Problem — Gather and copy every line of the data below that contains the word "tomato". Case matters.

Dataset excerpts —
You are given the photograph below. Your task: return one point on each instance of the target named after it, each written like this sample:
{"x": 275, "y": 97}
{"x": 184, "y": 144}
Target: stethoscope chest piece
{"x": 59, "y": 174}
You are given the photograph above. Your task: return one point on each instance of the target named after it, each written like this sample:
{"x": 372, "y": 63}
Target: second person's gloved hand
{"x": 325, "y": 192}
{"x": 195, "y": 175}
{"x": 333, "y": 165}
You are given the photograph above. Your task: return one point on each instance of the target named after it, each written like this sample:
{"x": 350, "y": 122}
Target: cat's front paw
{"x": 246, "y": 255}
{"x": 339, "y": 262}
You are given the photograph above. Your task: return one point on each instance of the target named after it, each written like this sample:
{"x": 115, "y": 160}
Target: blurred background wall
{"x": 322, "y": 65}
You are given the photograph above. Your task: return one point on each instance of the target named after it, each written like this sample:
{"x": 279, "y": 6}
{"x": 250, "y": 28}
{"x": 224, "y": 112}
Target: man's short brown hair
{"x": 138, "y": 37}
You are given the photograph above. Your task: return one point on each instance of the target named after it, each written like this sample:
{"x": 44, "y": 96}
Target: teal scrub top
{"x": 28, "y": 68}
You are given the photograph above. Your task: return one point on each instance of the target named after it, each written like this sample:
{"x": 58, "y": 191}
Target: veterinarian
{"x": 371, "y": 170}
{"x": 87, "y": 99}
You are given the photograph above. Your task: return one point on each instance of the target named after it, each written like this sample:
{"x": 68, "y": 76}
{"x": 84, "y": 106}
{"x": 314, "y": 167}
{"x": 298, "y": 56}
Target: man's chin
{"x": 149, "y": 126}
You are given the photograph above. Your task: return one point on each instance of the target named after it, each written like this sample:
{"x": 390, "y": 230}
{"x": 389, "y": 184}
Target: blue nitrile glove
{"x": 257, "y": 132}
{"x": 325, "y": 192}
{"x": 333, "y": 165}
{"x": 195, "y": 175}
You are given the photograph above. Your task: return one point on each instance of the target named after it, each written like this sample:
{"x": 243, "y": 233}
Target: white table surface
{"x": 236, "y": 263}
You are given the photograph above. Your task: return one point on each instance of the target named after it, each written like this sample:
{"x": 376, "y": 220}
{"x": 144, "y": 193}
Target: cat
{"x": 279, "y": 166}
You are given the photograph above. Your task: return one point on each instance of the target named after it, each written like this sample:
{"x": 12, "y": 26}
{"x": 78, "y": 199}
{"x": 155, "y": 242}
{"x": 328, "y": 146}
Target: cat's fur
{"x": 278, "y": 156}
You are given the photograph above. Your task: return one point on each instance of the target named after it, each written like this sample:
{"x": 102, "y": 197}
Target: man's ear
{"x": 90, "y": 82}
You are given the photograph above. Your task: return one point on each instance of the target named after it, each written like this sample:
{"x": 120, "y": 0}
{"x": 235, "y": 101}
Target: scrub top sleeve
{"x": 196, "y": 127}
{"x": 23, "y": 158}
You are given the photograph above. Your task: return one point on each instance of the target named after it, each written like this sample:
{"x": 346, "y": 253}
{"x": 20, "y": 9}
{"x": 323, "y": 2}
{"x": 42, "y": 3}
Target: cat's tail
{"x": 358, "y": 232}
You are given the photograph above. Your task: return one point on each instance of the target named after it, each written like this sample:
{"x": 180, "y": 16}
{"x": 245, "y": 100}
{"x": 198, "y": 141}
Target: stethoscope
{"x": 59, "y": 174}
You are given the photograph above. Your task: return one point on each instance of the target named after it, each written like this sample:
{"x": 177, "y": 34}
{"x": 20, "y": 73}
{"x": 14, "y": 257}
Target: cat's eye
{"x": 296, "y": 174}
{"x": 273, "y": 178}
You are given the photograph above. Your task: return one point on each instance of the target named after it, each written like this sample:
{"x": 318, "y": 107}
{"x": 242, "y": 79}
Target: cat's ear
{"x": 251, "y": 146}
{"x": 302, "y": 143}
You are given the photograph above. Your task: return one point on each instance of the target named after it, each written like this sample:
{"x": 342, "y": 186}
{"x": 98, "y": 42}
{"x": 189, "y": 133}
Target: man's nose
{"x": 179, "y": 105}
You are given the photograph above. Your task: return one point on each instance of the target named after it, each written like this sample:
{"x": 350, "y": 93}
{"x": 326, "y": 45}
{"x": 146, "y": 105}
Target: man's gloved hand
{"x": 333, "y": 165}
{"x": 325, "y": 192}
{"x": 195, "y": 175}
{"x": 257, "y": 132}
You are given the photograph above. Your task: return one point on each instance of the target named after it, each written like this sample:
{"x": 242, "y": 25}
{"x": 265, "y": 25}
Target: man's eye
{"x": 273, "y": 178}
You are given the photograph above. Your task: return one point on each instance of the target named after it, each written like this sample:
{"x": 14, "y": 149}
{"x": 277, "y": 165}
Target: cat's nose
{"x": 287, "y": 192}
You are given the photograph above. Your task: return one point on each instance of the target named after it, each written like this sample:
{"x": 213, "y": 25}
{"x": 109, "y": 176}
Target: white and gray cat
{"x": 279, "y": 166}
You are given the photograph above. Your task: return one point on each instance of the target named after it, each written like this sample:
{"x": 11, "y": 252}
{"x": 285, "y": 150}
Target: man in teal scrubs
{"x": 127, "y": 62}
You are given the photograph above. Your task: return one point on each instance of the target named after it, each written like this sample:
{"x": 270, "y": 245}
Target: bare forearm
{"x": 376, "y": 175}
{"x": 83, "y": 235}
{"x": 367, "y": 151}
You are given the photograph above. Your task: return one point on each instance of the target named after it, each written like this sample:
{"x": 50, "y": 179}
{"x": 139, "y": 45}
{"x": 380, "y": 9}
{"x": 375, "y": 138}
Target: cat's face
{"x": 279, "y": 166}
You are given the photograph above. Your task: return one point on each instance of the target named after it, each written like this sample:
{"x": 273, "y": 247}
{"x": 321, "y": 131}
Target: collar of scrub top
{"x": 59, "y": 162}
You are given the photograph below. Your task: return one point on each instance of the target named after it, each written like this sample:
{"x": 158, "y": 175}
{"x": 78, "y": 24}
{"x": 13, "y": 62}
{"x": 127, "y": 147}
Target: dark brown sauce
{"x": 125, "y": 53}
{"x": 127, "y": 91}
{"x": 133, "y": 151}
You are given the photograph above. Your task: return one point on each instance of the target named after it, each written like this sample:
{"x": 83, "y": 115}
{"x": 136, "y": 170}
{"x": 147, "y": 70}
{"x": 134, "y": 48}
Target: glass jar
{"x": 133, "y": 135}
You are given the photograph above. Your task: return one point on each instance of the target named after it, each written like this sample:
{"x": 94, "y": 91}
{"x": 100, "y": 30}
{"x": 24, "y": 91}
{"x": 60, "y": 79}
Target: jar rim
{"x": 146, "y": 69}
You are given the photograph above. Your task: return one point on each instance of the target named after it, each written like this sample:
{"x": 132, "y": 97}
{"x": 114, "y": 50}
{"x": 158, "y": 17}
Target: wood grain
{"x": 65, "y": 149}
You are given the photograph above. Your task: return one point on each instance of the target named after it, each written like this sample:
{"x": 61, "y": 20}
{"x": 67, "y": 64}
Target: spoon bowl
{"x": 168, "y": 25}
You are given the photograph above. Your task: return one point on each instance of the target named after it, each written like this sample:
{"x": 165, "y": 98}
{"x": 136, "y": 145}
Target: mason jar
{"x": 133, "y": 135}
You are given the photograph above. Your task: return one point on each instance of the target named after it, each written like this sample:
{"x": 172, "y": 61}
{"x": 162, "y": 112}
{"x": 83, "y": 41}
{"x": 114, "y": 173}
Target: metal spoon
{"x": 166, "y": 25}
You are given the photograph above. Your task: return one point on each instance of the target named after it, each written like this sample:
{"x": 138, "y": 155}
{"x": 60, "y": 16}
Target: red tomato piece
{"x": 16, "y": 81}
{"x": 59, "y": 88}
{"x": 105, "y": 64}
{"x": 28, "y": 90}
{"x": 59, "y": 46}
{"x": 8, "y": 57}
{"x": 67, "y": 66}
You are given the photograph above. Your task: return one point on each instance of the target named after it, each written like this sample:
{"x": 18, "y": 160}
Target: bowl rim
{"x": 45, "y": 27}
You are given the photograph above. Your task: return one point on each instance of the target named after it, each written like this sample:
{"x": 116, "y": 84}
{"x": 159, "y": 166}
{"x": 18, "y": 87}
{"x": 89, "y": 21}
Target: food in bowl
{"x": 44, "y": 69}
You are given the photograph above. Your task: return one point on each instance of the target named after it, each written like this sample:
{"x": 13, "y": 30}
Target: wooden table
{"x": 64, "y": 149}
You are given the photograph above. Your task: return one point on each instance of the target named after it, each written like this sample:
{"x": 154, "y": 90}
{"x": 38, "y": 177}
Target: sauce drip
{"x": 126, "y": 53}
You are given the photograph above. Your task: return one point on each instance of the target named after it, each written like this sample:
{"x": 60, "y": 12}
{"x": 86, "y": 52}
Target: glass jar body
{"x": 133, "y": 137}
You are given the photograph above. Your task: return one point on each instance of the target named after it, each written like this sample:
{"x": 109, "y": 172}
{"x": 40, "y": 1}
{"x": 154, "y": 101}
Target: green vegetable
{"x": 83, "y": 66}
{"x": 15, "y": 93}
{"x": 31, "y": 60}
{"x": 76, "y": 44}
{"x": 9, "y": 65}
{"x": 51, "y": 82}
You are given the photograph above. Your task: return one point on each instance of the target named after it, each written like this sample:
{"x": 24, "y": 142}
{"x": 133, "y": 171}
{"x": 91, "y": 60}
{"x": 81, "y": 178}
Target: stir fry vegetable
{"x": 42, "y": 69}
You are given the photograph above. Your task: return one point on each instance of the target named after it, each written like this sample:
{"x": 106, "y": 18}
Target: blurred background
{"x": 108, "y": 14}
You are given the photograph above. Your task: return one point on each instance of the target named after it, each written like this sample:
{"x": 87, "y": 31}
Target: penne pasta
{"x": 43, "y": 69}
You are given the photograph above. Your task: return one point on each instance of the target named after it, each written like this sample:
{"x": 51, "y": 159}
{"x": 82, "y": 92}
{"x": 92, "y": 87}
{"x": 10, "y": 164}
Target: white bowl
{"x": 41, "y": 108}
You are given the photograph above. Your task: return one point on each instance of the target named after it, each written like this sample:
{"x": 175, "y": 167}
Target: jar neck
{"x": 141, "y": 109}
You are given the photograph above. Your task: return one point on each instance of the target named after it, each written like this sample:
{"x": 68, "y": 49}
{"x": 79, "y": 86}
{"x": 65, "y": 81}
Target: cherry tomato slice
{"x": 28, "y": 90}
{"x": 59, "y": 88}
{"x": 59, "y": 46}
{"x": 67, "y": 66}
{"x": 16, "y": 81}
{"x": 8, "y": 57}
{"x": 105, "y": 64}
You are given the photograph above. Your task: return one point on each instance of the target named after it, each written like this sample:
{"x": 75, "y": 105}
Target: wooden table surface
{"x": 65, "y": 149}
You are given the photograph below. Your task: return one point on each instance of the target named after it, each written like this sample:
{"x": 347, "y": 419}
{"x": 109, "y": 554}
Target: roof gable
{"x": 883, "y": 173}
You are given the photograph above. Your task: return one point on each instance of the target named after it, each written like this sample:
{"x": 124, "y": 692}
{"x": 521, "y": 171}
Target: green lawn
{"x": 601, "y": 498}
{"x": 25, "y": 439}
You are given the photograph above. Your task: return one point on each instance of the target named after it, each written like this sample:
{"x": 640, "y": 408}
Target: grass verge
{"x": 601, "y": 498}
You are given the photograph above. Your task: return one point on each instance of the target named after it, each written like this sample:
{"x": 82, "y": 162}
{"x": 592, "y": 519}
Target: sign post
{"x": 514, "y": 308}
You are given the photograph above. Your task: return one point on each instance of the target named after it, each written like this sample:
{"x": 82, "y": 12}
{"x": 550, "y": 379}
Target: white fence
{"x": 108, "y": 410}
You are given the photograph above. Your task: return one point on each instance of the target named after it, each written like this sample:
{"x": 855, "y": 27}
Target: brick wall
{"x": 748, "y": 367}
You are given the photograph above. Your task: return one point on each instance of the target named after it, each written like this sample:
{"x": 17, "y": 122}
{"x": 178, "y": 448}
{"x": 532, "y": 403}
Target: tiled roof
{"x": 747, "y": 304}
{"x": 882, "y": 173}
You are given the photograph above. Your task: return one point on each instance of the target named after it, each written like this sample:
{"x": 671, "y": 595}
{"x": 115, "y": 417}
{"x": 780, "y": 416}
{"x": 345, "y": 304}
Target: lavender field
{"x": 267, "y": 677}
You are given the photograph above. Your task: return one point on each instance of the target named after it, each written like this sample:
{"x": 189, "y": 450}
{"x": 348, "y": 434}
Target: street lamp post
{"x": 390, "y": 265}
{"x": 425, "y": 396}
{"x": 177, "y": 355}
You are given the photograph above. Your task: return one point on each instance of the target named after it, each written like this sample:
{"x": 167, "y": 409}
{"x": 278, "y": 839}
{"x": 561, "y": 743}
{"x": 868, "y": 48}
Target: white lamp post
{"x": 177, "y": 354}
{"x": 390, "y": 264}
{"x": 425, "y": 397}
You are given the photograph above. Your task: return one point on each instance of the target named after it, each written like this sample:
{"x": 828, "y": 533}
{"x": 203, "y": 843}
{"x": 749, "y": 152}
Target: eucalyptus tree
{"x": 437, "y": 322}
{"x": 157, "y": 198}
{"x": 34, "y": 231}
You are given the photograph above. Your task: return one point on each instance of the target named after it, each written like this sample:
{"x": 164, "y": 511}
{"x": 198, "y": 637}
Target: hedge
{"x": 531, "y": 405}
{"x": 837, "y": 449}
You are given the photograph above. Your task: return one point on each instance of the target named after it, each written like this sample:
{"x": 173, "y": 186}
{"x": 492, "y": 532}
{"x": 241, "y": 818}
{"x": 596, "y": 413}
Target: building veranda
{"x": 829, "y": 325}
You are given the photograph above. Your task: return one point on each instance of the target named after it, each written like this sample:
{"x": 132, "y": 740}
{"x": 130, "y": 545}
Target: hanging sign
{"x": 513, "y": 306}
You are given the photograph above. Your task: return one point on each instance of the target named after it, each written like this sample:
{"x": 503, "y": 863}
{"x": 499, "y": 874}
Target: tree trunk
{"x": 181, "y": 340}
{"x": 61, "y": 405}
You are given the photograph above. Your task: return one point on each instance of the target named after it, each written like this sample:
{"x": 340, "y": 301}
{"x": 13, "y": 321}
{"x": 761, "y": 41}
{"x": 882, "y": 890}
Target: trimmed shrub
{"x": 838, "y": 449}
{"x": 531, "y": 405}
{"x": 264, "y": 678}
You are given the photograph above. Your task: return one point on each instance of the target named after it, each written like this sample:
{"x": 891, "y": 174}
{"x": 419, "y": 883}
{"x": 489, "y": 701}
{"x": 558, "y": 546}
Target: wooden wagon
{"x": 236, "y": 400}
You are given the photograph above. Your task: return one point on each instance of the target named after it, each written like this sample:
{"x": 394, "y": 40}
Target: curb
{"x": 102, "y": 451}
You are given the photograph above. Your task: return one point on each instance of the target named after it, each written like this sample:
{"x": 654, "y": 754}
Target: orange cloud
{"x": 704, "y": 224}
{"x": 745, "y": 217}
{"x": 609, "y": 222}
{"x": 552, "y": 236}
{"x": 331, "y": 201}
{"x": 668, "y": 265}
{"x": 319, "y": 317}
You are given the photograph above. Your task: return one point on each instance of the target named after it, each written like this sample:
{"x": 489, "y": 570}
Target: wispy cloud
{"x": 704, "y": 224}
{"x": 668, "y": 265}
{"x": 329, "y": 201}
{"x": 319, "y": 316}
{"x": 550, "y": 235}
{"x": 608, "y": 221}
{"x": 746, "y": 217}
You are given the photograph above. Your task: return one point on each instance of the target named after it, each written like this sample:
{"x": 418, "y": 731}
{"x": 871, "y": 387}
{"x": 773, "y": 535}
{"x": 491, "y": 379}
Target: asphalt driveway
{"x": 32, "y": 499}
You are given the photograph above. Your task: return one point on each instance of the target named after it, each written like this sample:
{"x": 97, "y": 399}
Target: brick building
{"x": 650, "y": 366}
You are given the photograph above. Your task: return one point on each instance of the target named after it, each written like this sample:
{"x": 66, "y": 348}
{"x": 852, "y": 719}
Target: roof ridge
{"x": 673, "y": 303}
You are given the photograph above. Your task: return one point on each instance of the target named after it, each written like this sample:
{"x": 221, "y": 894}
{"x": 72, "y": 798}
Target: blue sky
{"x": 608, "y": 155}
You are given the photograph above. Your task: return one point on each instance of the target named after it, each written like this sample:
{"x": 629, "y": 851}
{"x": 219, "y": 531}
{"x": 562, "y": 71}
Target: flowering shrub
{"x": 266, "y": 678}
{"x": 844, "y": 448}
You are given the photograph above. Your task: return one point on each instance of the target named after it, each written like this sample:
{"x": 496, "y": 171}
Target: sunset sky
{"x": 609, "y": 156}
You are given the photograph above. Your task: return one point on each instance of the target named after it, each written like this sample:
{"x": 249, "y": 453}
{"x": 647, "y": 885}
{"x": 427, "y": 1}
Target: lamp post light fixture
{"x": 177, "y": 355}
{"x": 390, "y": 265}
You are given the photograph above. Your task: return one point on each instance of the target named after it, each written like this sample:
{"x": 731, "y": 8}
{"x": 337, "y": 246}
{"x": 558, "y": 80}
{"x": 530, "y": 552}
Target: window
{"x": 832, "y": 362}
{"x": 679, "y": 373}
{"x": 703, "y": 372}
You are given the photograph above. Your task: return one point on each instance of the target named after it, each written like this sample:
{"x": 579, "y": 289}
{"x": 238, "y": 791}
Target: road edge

The completed task —
Target: red tomato piece
Target: cherry tomato slice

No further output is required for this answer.